=== Entries ===

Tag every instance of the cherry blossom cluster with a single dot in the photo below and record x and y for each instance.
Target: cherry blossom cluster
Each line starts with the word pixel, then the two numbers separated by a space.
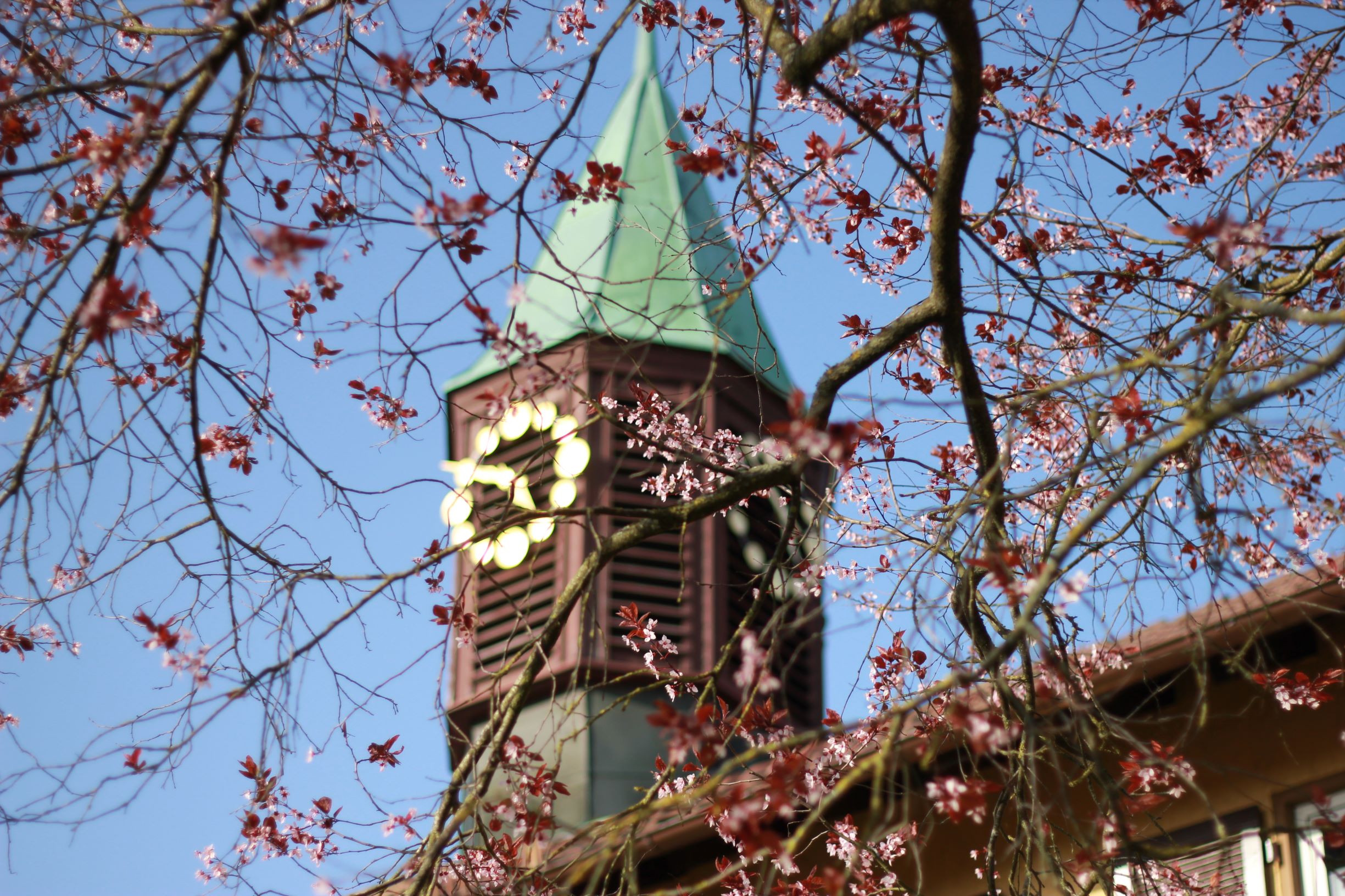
pixel 41 637
pixel 1299 689
pixel 702 461
pixel 640 638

===

Directions for this task — Please reproduce the records above word for word, omitting the pictures.

Finished answer —
Tag every instance of the cherry blossom cluster with a single dot in the photo below and record x and y for each instance.
Target: cherry blossom cluster
Each line starts with the word pixel, then the two numbers separated by a space.
pixel 41 637
pixel 1299 689
pixel 702 461
pixel 640 638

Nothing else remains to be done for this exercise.